What you need to do: Set out every row below as a JSON list of strings, one string per line, with blank lines dropped. Leave the pictures out.

Data provided:

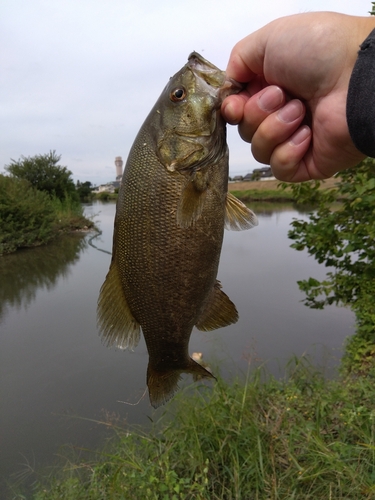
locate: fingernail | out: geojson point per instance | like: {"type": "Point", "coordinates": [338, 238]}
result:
{"type": "Point", "coordinates": [302, 134]}
{"type": "Point", "coordinates": [271, 99]}
{"type": "Point", "coordinates": [291, 111]}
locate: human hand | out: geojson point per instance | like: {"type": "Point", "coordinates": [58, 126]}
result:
{"type": "Point", "coordinates": [293, 110]}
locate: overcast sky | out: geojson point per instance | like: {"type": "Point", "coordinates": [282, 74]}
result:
{"type": "Point", "coordinates": [80, 76]}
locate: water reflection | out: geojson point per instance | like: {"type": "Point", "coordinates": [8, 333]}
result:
{"type": "Point", "coordinates": [268, 209]}
{"type": "Point", "coordinates": [52, 361]}
{"type": "Point", "coordinates": [24, 272]}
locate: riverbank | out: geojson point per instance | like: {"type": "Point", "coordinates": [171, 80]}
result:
{"type": "Point", "coordinates": [268, 190]}
{"type": "Point", "coordinates": [305, 437]}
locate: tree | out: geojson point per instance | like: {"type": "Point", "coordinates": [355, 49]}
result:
{"type": "Point", "coordinates": [343, 238]}
{"type": "Point", "coordinates": [27, 216]}
{"type": "Point", "coordinates": [44, 174]}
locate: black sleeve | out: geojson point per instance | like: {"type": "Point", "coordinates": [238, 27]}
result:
{"type": "Point", "coordinates": [360, 104]}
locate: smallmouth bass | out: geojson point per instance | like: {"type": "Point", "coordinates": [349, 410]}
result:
{"type": "Point", "coordinates": [171, 211]}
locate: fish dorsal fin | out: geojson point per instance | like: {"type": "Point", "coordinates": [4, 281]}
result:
{"type": "Point", "coordinates": [192, 200]}
{"type": "Point", "coordinates": [219, 311]}
{"type": "Point", "coordinates": [237, 215]}
{"type": "Point", "coordinates": [163, 385]}
{"type": "Point", "coordinates": [116, 323]}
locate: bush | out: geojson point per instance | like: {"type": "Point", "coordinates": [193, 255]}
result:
{"type": "Point", "coordinates": [26, 215]}
{"type": "Point", "coordinates": [44, 174]}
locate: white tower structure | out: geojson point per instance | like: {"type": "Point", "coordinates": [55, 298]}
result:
{"type": "Point", "coordinates": [119, 163]}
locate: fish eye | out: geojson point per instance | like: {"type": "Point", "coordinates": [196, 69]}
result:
{"type": "Point", "coordinates": [178, 94]}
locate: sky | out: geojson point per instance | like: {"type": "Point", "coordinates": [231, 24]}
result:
{"type": "Point", "coordinates": [80, 76]}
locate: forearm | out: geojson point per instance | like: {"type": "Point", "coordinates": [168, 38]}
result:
{"type": "Point", "coordinates": [360, 106]}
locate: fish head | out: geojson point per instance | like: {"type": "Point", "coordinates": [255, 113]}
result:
{"type": "Point", "coordinates": [187, 121]}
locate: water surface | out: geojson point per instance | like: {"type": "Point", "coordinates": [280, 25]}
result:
{"type": "Point", "coordinates": [57, 378]}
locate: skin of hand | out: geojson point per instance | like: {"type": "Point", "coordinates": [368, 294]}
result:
{"type": "Point", "coordinates": [293, 108]}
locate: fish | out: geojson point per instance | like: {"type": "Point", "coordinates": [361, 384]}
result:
{"type": "Point", "coordinates": [172, 207]}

Result of the exercise:
[
  "locate: fingernail | out: geojson point per instance | like: {\"type\": \"Point\", \"coordinates\": [338, 238]}",
  "result:",
  "{\"type\": \"Point\", \"coordinates\": [302, 134]}",
  "{\"type\": \"Point\", \"coordinates\": [271, 99]}",
  "{\"type\": \"Point\", \"coordinates\": [291, 111]}",
  "locate: human hand | out: geojson point per instance | like: {\"type\": \"Point\", \"coordinates\": [58, 126]}",
  "result:",
  "{\"type\": \"Point\", \"coordinates\": [293, 110]}",
  "locate: overcast sky | out: geojson point per instance | like: {\"type\": \"Point\", \"coordinates\": [282, 74]}",
  "result:",
  "{\"type\": \"Point\", \"coordinates\": [80, 76]}",
  "locate: water reflection | out: geojson point per instance | like: {\"type\": \"Point\", \"coordinates\": [8, 333]}",
  "result:",
  "{\"type\": \"Point\", \"coordinates\": [268, 209]}",
  "{\"type\": \"Point\", \"coordinates\": [52, 361]}",
  "{\"type\": \"Point\", \"coordinates\": [24, 272]}",
  "locate: riverbank | out: geojson point per instance | like: {\"type\": \"Point\", \"coordinates\": [171, 80]}",
  "result:",
  "{\"type\": \"Point\", \"coordinates\": [268, 190]}",
  "{\"type\": \"Point\", \"coordinates\": [305, 437]}",
  "locate: tree | out: geojson point per instance | like: {\"type\": \"Point\", \"coordinates\": [355, 49]}",
  "result:",
  "{\"type\": \"Point\", \"coordinates\": [343, 238]}",
  "{\"type\": \"Point\", \"coordinates\": [27, 216]}",
  "{\"type\": \"Point\", \"coordinates\": [44, 174]}",
  "locate: black sleeve | out: geojson point per instance | like: {\"type\": \"Point\", \"coordinates\": [238, 27]}",
  "result:",
  "{\"type\": \"Point\", \"coordinates\": [360, 104]}",
  "locate: smallmouth bass | out: geojson point per instance | like: {\"type\": \"Point\", \"coordinates\": [349, 410]}",
  "result:",
  "{\"type\": \"Point\", \"coordinates\": [171, 211]}",
  "locate: fish dorsal fin | out: geojson point per instance | like: {\"type\": \"Point\", \"coordinates\": [4, 281]}",
  "result:",
  "{\"type\": \"Point\", \"coordinates\": [192, 200]}",
  "{\"type\": \"Point\", \"coordinates\": [219, 311]}",
  "{\"type\": \"Point\", \"coordinates\": [237, 215]}",
  "{\"type\": \"Point\", \"coordinates\": [163, 385]}",
  "{\"type\": \"Point\", \"coordinates\": [116, 323]}",
  "locate: bush | out: geojson point per instance | like: {\"type\": \"Point\", \"coordinates\": [193, 255]}",
  "result:",
  "{\"type\": \"Point\", \"coordinates\": [26, 215]}",
  "{\"type\": \"Point\", \"coordinates\": [44, 174]}",
  "locate: white tower structure | out: geojson point per instance | like: {\"type\": \"Point\", \"coordinates\": [55, 298]}",
  "result:",
  "{\"type\": \"Point\", \"coordinates\": [119, 163]}",
  "locate: fish eye | out: geojson point per instance | like: {\"type\": \"Point\", \"coordinates\": [196, 69]}",
  "result:",
  "{\"type\": \"Point\", \"coordinates\": [178, 94]}",
  "locate: sky | out: geojson point per instance | like: {\"type\": \"Point\", \"coordinates\": [231, 24]}",
  "result:",
  "{\"type\": \"Point\", \"coordinates\": [80, 76]}",
  "locate: forearm | out: geojson point per instance | like: {\"type\": \"Point\", \"coordinates\": [168, 38]}",
  "result:",
  "{\"type\": \"Point\", \"coordinates\": [360, 106]}",
  "locate: fish head | out: geojson point per instance | like: {\"type\": \"Point\", \"coordinates\": [255, 113]}",
  "result:",
  "{\"type\": \"Point\", \"coordinates\": [187, 121]}",
  "locate: water surface | out: geojson point per instance | like: {\"type\": \"Point\", \"coordinates\": [280, 25]}",
  "result:",
  "{\"type\": \"Point\", \"coordinates\": [57, 378]}",
  "locate: skin of hand | out: geojson point per instance | like: {\"type\": \"Point\", \"coordinates\": [368, 294]}",
  "result:",
  "{\"type\": \"Point\", \"coordinates\": [293, 108]}",
  "locate: fish | out: geojson point per instance | like: {\"type\": \"Point\", \"coordinates\": [361, 384]}",
  "result:",
  "{\"type\": \"Point\", \"coordinates\": [172, 207]}"
]